→ Work instructions:
Find each line below containing the word "label" and copy it.

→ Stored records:
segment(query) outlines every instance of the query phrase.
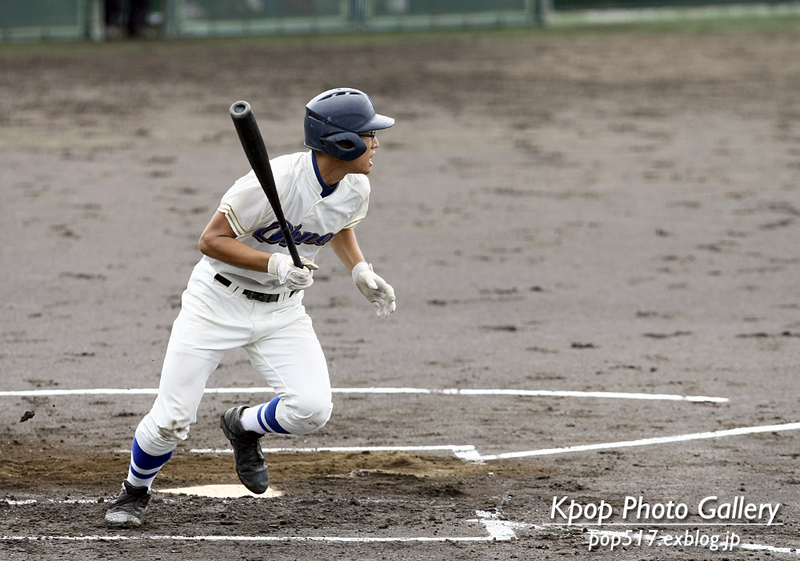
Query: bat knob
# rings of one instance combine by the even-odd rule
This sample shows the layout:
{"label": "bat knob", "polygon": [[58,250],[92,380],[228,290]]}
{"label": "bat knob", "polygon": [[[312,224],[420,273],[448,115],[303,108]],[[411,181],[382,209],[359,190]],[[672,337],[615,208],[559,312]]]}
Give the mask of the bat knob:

→ Output of the exercise:
{"label": "bat knob", "polygon": [[58,250],[92,380],[228,290]]}
{"label": "bat knob", "polygon": [[[312,224],[420,273],[448,115],[303,108]],[[411,181],[382,209],[359,190]],[[672,337],[615,208],[559,312]]]}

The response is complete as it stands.